• _Work to be completed_
Reproduce the part of the entries below that opens with the line containing "Category: glass facade building" and runs through the final entry, substituting "paved surface" for "paved ground" and leaving everything else unchanged.

** Begin Data in this exercise **

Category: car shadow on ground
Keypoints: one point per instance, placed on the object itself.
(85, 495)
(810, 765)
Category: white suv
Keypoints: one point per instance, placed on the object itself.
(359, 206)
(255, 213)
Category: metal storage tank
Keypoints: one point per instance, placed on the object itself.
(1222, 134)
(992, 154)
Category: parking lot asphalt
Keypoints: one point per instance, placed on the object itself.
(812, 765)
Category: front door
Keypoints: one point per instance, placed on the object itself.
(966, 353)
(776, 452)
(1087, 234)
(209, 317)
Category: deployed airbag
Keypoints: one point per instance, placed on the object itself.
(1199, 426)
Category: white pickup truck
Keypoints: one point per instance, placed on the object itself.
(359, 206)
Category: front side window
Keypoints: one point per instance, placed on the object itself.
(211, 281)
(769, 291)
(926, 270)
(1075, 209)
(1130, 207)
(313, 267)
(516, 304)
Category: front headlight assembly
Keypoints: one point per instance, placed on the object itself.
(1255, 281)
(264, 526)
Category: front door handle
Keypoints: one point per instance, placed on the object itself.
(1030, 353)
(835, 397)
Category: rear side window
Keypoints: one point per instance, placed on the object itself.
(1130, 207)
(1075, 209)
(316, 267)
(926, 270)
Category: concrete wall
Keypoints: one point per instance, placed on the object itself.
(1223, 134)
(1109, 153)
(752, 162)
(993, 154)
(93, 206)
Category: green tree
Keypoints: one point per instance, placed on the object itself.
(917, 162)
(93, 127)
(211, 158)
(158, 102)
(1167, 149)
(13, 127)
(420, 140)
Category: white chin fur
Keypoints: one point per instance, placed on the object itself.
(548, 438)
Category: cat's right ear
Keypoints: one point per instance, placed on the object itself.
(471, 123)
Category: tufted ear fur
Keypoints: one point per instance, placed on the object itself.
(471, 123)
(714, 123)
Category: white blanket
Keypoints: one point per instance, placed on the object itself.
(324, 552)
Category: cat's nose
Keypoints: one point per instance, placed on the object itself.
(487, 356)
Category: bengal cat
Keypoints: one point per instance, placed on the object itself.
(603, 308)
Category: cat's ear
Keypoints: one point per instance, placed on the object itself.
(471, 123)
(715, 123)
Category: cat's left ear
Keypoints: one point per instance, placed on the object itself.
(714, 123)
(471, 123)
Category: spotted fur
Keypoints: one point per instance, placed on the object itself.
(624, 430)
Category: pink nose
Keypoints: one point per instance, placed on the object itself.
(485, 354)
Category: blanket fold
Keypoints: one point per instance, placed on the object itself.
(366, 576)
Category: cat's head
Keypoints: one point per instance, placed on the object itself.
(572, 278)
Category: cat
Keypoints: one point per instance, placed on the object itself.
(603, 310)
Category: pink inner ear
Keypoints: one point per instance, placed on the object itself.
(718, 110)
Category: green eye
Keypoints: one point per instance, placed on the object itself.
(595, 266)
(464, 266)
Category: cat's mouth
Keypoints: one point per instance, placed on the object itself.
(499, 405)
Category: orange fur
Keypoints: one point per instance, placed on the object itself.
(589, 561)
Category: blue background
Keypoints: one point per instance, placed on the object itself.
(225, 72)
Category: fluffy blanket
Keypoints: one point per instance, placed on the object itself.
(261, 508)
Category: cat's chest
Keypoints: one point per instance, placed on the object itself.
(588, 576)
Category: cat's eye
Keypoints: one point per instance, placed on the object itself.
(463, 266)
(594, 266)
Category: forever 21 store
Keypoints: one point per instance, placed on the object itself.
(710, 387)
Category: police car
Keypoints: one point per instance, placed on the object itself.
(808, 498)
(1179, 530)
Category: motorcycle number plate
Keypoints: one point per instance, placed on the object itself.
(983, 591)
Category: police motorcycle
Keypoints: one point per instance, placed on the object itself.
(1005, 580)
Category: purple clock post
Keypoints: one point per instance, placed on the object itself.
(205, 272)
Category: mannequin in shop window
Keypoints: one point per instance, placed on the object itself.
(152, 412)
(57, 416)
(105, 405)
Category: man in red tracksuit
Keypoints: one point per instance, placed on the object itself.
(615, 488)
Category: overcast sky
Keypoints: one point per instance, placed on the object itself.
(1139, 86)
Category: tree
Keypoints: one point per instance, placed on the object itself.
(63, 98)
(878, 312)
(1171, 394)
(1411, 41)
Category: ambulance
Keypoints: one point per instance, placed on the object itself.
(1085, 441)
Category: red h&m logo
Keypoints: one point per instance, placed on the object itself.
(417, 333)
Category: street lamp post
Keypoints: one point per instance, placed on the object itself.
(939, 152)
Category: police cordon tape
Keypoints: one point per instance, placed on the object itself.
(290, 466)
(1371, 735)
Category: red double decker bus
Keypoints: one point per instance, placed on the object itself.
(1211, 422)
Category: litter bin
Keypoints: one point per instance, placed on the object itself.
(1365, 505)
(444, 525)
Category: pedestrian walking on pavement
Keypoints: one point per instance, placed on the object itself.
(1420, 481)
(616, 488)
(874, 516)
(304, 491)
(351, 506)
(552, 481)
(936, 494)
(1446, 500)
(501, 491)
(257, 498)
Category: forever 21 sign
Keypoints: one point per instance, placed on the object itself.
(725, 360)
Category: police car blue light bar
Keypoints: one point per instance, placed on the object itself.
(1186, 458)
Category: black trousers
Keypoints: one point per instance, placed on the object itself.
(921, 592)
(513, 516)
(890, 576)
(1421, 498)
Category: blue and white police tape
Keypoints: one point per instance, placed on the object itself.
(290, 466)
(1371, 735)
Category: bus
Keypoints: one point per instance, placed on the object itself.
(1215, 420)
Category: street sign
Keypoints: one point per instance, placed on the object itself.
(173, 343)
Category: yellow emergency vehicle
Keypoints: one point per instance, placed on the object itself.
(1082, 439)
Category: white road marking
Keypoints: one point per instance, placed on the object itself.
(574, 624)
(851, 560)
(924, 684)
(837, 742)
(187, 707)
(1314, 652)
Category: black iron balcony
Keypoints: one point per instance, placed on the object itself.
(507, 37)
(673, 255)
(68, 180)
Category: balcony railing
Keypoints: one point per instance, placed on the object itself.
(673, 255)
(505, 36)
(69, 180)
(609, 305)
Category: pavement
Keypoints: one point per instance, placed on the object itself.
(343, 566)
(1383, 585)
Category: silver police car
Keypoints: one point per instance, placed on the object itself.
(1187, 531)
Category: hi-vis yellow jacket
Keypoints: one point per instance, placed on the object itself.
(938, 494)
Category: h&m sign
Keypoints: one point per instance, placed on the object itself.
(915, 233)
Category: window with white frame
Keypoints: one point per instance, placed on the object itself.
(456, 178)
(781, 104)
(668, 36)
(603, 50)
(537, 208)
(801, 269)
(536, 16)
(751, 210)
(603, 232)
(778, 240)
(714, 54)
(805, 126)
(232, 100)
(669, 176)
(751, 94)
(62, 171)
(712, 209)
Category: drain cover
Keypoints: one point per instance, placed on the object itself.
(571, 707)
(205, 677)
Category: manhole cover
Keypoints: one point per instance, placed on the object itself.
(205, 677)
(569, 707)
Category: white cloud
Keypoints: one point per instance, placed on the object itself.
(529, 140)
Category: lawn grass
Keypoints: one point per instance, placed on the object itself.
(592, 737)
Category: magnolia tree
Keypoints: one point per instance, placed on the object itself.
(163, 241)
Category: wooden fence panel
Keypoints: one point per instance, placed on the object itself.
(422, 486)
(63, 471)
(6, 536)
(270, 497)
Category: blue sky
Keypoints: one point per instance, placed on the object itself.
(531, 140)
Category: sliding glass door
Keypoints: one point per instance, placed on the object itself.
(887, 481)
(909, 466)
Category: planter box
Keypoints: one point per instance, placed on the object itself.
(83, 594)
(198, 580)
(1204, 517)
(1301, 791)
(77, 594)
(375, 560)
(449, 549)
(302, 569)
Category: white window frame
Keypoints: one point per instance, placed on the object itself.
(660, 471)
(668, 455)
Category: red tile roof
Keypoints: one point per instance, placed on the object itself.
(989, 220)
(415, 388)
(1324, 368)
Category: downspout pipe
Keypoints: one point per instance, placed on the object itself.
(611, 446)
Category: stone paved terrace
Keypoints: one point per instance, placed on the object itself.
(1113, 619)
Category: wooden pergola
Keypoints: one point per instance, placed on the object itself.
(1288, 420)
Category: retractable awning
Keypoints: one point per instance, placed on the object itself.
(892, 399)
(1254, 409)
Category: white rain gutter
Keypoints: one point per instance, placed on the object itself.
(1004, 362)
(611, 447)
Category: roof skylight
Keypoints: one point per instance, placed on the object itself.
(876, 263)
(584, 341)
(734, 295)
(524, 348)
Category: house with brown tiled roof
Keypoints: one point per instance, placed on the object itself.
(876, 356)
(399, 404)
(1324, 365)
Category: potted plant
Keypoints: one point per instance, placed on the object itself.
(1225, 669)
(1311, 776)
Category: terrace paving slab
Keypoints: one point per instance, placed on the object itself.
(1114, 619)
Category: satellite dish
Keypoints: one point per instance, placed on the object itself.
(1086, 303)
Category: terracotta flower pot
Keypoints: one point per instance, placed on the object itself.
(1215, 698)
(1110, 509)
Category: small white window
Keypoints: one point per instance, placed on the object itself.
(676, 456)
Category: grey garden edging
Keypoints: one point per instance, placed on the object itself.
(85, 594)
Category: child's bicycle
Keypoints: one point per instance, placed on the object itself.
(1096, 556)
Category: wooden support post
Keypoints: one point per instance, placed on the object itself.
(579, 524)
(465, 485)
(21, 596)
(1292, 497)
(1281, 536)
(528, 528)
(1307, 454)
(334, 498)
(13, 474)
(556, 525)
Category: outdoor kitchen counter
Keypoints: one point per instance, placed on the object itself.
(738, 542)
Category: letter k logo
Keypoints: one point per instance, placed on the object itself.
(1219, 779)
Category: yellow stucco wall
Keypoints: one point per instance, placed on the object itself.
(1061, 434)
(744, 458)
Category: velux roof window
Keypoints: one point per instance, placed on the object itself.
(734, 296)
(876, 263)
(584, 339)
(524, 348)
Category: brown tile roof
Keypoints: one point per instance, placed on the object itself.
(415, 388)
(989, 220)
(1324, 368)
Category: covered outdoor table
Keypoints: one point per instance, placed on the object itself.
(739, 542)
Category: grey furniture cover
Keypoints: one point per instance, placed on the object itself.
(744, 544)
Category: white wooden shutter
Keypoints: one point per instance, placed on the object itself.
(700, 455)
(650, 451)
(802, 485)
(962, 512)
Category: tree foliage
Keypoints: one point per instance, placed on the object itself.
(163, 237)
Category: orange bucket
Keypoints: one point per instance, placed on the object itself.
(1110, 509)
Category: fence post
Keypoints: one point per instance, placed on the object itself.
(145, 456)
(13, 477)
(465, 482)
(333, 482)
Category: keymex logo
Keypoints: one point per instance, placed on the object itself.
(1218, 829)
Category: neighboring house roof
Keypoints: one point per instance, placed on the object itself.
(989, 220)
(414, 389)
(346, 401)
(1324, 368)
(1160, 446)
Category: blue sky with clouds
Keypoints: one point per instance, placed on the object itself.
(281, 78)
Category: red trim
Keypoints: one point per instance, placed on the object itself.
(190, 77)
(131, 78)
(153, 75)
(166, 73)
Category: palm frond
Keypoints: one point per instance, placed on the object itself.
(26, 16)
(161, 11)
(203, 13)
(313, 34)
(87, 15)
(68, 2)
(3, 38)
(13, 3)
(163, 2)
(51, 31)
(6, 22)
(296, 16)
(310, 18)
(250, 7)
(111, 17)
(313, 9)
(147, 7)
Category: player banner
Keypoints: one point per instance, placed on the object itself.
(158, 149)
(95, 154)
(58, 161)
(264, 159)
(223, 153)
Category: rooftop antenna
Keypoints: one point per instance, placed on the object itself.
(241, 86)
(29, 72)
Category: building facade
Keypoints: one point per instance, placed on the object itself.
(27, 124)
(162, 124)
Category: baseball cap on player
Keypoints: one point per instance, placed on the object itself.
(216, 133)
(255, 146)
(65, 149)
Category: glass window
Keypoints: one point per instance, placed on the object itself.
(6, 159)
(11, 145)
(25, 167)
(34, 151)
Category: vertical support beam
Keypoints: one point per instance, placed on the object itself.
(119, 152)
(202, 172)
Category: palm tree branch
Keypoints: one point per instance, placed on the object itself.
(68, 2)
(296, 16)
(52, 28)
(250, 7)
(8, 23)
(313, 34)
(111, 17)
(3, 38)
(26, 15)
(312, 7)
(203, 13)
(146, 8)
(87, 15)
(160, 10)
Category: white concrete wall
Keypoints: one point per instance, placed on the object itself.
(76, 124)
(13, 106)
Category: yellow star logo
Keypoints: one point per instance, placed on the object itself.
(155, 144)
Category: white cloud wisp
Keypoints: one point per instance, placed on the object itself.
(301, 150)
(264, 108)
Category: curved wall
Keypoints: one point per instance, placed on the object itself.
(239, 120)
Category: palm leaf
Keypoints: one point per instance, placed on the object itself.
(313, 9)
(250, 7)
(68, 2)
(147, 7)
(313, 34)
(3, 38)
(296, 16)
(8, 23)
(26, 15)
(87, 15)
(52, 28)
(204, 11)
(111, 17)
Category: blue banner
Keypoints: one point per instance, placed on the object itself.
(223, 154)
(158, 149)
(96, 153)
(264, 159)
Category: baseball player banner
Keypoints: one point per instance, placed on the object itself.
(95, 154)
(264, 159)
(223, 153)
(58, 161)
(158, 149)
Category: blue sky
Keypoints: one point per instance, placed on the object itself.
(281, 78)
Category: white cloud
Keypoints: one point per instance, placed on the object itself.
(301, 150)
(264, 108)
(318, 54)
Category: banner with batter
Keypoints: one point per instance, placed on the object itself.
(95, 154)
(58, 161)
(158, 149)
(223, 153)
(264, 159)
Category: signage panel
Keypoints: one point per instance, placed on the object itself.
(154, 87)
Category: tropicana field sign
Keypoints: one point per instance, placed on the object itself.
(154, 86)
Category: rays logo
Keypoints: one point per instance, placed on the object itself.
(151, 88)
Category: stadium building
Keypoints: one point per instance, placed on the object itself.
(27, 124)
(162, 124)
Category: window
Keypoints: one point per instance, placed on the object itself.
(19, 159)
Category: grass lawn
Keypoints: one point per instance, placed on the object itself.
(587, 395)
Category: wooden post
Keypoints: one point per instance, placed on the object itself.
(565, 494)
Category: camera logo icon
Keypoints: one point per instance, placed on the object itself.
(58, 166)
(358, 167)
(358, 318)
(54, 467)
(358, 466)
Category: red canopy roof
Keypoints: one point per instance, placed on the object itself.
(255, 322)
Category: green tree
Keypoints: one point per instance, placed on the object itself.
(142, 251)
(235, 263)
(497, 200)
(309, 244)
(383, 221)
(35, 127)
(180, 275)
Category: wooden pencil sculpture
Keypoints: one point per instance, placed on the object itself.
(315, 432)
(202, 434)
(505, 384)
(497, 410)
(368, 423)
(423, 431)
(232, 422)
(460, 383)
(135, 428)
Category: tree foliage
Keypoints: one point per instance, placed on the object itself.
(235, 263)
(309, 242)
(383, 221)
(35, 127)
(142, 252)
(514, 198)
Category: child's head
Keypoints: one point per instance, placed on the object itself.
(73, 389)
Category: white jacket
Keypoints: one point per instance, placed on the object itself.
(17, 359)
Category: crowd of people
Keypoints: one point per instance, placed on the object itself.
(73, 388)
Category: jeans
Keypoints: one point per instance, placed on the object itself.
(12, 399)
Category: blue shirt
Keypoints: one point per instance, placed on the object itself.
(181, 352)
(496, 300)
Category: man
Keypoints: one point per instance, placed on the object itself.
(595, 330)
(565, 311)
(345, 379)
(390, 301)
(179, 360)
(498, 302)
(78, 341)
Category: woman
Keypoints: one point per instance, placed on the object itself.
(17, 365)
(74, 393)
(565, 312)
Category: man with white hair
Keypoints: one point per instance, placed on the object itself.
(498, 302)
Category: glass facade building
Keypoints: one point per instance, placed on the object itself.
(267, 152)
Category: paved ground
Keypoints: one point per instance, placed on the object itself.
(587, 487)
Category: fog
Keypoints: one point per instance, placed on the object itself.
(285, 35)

** End Data in this exercise **

• _Complete answer_
Category: glass facade building
Keypoints: one point per instance, placed on the object itself.
(267, 152)
Category: paved surface
Keypoints: one point per instance, placed on the object itself.
(587, 487)
Category: fog
Keypoints: one point per instance, placed on the object itself.
(285, 35)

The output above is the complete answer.